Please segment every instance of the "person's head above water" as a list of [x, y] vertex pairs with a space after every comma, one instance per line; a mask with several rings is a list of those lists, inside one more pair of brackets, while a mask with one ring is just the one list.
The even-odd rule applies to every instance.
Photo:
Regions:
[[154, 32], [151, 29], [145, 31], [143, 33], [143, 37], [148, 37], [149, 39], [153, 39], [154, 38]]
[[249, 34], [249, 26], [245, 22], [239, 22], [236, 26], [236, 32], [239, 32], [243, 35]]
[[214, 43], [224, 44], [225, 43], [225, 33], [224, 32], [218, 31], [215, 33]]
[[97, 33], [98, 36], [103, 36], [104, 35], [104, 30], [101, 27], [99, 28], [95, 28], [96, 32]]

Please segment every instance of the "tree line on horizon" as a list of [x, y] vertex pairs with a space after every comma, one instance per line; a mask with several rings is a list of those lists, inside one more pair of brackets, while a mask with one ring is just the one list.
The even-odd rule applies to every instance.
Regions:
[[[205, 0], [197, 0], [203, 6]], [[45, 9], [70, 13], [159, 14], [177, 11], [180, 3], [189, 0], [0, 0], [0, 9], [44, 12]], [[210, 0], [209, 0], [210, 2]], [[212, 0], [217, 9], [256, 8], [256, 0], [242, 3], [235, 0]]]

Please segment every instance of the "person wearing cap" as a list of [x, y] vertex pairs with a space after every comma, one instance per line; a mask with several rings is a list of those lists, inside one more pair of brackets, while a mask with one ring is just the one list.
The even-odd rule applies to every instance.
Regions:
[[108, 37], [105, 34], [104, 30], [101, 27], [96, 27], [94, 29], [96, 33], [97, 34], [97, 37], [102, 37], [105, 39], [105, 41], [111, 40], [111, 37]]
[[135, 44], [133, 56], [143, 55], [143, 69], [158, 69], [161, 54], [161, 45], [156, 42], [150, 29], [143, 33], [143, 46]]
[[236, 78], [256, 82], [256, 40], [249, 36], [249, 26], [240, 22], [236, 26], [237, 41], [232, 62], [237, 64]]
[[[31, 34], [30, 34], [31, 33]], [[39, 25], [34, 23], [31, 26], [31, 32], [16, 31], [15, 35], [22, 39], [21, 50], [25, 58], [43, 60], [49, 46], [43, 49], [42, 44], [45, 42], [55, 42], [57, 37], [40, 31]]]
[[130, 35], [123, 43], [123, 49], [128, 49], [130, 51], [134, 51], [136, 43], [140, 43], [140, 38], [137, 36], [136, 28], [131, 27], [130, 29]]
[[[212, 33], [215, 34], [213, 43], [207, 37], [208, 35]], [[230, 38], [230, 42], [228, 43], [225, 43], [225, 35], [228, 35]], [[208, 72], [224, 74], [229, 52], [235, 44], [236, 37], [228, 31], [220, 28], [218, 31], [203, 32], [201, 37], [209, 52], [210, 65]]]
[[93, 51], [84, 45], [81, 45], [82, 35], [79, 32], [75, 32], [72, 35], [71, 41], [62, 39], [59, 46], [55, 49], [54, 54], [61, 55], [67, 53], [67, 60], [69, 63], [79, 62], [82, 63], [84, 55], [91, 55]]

• PROBLEM DESCRIPTION: All of the lines above must be returned exactly.

• RESULT FOR THIS TASK:
Please segment every instance of the "person's head above water" as a list of [x, y] vertex pairs with a space after every comma, one instance per line; a mask with several rings is a list of those lists, inside one more pair of brackets, while a mask with one ring is just the one list.
The even-odd rule applies to every instance.
Photo:
Regions:
[[154, 32], [151, 29], [145, 31], [143, 33], [143, 37], [148, 37], [149, 39], [153, 39], [154, 38]]
[[249, 34], [249, 26], [245, 22], [239, 22], [236, 26], [236, 32], [239, 32], [243, 35]]
[[214, 43], [224, 44], [225, 43], [225, 33], [224, 32], [218, 31], [215, 33]]
[[97, 33], [98, 36], [103, 36], [104, 35], [104, 30], [101, 27], [99, 28], [95, 28], [96, 32]]

Please segment every instance of the "tree line on horizon" as a list of [x, y] vertex pairs with a space after every comma, one instance per line; a mask with several rings is a list of those lists, inside one more pair of brackets, while a mask with one ring is just the one list.
The even-odd rule applies to every instance.
Regions:
[[[205, 0], [197, 0], [203, 6]], [[45, 9], [70, 13], [159, 14], [177, 11], [180, 3], [189, 0], [0, 0], [0, 9], [44, 12]], [[210, 0], [209, 0], [210, 2]], [[212, 0], [217, 9], [256, 8], [256, 0], [242, 3], [235, 0]]]

Please segment every instance of the "person wearing cap" as a list of [x, y] vertex pairs with a space after every comma, one instance per line; a mask with several rings is a list of those lists, inside one more pair of brackets, while a mask with one ring is just the one list.
The even-odd rule applies to every instance.
Regions:
[[108, 37], [105, 34], [104, 30], [101, 27], [96, 27], [94, 29], [96, 33], [97, 34], [97, 37], [102, 37], [105, 39], [105, 41], [111, 40], [111, 37]]
[[135, 44], [133, 56], [143, 55], [143, 69], [158, 69], [161, 54], [161, 45], [156, 42], [150, 29], [143, 33], [143, 46]]
[[236, 78], [256, 82], [256, 40], [249, 36], [249, 26], [240, 22], [236, 26], [237, 41], [232, 62], [237, 64]]
[[[31, 34], [30, 34], [31, 33]], [[39, 25], [34, 23], [31, 26], [31, 32], [16, 31], [15, 35], [22, 39], [21, 50], [25, 58], [43, 60], [49, 46], [43, 49], [42, 44], [45, 42], [55, 42], [57, 37], [40, 31]]]
[[130, 35], [123, 43], [123, 49], [128, 49], [130, 51], [134, 51], [136, 43], [140, 43], [140, 38], [137, 36], [136, 28], [131, 27], [130, 29]]
[[[212, 33], [215, 34], [213, 43], [207, 37], [208, 35]], [[230, 38], [230, 42], [228, 43], [225, 43], [225, 35], [228, 35]], [[208, 72], [224, 74], [229, 52], [235, 44], [236, 37], [228, 31], [220, 28], [218, 31], [203, 32], [201, 37], [209, 52], [210, 65]]]
[[93, 51], [84, 45], [81, 45], [82, 35], [79, 32], [75, 32], [72, 35], [71, 41], [62, 39], [59, 46], [55, 49], [54, 54], [61, 55], [67, 53], [67, 60], [69, 63], [79, 62], [82, 63], [84, 55], [91, 55]]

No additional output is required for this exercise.